-- Stated goal --
Pick up the passage on overpainting photographs and carry it forward from its final sentence.

-- Passage --
JTF (just the facts): A total of 14 black and white photographic works, framed in white and unmatted, and hung against cream colored walls in the main gallery space, the smaller side room, and the entry area. All of the works are hand painted archival inkjet prints on matte paper with pigment ink, made in 2016 and 2017. Physical sizes range from roughly 7×5 to 37×50 (or reverse) and all of the works are unique. (Installation and detail shots below.)
Comments/Context: The long history of overpainting in photography has its origins in the straightforward impulse to add color to monochrome imagery. Not satisfied with the nuances of black and white, delicate hand-applied color was commonly added to 19th century daguerreotypes, tintypes, and albumen prints, ranging from the simple isolated additions of rosy cheeks or pastel flowers to the intricate life-like colorizations of entire images and scenes.
But once the dividing line between media had been crossed, it was inevitable that the practice of overpainting would expand beyond this initial well-defined purpose. Once a paintbrush was allowed to reinterpret what the camera had captured, new avenues for creative expression were suddenly opened, ranging from the controlled and meticulous to the gestural and improvisational. Overpainting can now be a means of elaborate decoration and embellishment, a physical, handcrafted reaction to the underlying image, or even a vehicle for a complete mixed-media transformation of both content and aesthetics, and contemporary artists as diverse as Peter Beard, Sarah Anne Johnson, Nobuyoshi Araki, and Gerhard Richter (among many others) have used overpainting to push their photographs in unexpected directions. The practice has even jumped into the digital age, with digital painting and mark making taking the place of the traditional materials.
Against this backdrop, the Dutch artist Sebastiaan Bremer has spent the better part of the past two decades exploring his own unique brand of overpainting photographs. Using family snapshots and his own imagery as the various starting points for his efforts, he has modified those photographs with consistently painstaking precision, often generating colored spots that mimic flares of light or spattered pigment or intense filigrees of densely drawn dots and lines that swirl into roiling, almost psychedelic flights of fancy. Each intervention has taken the form of a carefully plotted overlaid response, each project forcing him to reconsider the personal associations and resonances of the original imagery.

-- Extracted material --

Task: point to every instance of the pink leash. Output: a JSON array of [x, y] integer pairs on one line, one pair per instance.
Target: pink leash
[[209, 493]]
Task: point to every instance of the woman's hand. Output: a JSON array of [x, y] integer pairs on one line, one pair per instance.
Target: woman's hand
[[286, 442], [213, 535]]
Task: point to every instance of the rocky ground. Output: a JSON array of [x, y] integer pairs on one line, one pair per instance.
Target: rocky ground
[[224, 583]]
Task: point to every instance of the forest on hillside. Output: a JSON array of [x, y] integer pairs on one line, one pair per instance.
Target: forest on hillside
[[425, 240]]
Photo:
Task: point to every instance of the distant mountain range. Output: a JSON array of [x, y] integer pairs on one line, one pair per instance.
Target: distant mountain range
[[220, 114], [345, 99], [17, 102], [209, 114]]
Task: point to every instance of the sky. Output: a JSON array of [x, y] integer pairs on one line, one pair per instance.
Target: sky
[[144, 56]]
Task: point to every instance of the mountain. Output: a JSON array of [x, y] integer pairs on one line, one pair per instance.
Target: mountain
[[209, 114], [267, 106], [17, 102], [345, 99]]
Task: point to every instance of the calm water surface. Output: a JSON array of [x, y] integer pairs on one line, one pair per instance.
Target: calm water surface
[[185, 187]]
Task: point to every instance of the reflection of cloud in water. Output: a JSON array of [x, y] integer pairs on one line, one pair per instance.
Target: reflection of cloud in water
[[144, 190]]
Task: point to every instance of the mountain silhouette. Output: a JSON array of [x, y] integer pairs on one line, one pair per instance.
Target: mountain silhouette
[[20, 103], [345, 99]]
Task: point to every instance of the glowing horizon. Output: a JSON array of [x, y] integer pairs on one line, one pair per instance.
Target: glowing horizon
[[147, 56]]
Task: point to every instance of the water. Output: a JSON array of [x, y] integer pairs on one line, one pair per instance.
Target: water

-- Output below --
While flowers and tropical greenery have been the basis for his works in the past few years, in Bremer’s newest series Ave Maria, he opts for something far more intimate, revisiting images made some twenty years ago of his wife-to-be in their East Village apartment. The pictures were taken as she lounged in the bathtub surrounded by white tile, her hair tied up in a loose bun and her nude body covered by shimmering water. Her playful poses, along with the seductive expressions on her face, tell a story of energetic young love, the openness of the moment still very much present in the photographs. They are the kind of shared pictures that usually stay hidden away, a collaborative expression not meant for wider pubic consumption.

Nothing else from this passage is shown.